**Stated exercise**
Recast the data below as a JSON list of strings, one string per line, starting at the line that contains "Provide an outline for every instance of the man's" and ending at the line that contains "79), (106, 73)]", with both of those lines included. Cover only that stretch and leave out any blank lines.

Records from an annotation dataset
□ □ □ □ □
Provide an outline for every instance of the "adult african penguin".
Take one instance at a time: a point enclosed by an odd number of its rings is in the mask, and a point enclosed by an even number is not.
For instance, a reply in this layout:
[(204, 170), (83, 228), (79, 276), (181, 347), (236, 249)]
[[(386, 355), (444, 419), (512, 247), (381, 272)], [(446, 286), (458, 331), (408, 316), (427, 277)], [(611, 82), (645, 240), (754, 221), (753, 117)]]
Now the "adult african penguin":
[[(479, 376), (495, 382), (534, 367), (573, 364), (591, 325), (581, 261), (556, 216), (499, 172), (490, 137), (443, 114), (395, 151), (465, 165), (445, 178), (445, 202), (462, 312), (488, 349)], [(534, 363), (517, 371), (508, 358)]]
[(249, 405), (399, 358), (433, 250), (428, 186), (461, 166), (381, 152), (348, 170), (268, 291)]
□ □ □ □ □
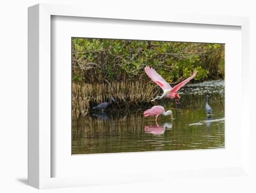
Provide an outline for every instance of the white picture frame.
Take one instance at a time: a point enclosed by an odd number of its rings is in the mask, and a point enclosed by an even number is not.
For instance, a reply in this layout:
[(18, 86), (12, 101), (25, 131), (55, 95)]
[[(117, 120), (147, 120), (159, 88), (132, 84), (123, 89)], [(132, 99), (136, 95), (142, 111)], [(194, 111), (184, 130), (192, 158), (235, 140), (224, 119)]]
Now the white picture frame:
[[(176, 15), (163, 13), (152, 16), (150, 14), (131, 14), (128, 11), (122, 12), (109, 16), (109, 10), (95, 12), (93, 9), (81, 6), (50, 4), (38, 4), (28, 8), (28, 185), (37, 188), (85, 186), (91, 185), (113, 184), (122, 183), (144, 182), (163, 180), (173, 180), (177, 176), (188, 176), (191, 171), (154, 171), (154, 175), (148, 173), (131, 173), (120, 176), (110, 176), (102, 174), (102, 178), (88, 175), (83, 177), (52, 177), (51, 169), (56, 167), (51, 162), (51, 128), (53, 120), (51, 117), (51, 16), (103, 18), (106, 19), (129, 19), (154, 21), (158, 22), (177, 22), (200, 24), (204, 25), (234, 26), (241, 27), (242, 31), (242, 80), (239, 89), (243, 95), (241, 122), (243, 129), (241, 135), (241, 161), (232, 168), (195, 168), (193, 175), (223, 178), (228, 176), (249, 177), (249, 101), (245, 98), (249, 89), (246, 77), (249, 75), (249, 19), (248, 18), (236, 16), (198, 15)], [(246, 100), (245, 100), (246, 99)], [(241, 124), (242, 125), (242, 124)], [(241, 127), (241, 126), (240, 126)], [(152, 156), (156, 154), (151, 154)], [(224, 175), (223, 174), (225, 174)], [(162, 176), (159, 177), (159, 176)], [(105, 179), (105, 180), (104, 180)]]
□ □ □ □ □
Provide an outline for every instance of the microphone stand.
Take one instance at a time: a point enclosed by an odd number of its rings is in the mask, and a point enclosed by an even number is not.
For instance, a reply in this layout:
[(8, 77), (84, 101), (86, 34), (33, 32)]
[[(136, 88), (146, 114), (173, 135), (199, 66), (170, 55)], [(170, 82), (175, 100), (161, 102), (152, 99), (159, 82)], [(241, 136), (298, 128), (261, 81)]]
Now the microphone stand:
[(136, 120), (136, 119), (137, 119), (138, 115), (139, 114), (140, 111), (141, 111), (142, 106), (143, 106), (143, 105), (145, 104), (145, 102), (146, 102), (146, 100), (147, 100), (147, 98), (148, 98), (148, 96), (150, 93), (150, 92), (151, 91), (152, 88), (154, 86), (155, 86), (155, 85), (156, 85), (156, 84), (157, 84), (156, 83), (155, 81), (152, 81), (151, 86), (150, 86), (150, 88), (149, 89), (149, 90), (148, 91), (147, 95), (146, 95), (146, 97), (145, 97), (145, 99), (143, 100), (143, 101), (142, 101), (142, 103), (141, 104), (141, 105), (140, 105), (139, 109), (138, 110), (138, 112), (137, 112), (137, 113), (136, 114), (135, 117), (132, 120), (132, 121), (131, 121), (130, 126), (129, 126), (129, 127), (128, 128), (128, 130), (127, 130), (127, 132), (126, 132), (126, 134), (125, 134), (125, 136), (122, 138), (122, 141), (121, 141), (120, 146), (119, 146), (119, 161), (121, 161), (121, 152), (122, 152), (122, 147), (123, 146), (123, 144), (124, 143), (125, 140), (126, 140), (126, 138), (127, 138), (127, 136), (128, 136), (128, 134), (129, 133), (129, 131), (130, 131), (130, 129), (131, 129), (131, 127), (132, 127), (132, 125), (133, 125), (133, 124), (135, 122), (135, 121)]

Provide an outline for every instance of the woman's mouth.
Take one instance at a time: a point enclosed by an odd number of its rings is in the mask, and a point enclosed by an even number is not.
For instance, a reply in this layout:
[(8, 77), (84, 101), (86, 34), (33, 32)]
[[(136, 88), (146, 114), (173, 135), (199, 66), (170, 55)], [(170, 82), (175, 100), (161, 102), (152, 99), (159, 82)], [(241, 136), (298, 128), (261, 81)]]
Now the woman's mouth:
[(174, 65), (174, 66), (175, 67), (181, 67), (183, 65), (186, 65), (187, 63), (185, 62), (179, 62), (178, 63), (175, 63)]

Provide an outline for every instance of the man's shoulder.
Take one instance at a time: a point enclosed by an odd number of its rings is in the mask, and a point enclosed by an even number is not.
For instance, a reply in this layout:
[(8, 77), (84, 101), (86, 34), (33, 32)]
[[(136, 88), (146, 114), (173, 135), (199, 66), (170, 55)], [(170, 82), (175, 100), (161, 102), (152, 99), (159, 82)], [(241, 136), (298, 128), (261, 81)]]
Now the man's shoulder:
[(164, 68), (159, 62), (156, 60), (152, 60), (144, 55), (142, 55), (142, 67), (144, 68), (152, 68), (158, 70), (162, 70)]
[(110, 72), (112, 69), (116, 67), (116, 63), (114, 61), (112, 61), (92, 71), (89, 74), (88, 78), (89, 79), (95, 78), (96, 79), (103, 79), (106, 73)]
□ □ □ □ □
**Written answer**
[
  "Provide an outline for every instance of the man's shoulder.",
  "Take one instance at a time: a point enclosed by an odd number of its rings is in the mask, and a point enclosed by an even number is not.",
  "For instance, a reply in this layout:",
  "[(8, 77), (84, 101), (86, 34), (33, 32)]",
  "[[(136, 88), (146, 114), (173, 135), (199, 66), (170, 55)], [(170, 82), (175, 100), (161, 102), (152, 99), (159, 82)], [(241, 136), (298, 128), (261, 81)]]",
  "Now the man's shoulder:",
  "[(164, 68), (159, 62), (156, 60), (152, 60), (144, 55), (142, 55), (142, 67), (144, 68), (152, 68), (158, 70), (162, 70)]",
  "[(110, 72), (112, 69), (116, 67), (116, 63), (114, 61), (112, 61), (92, 71), (89, 74), (88, 78), (89, 79), (95, 78), (96, 79), (103, 79), (106, 73)]"
]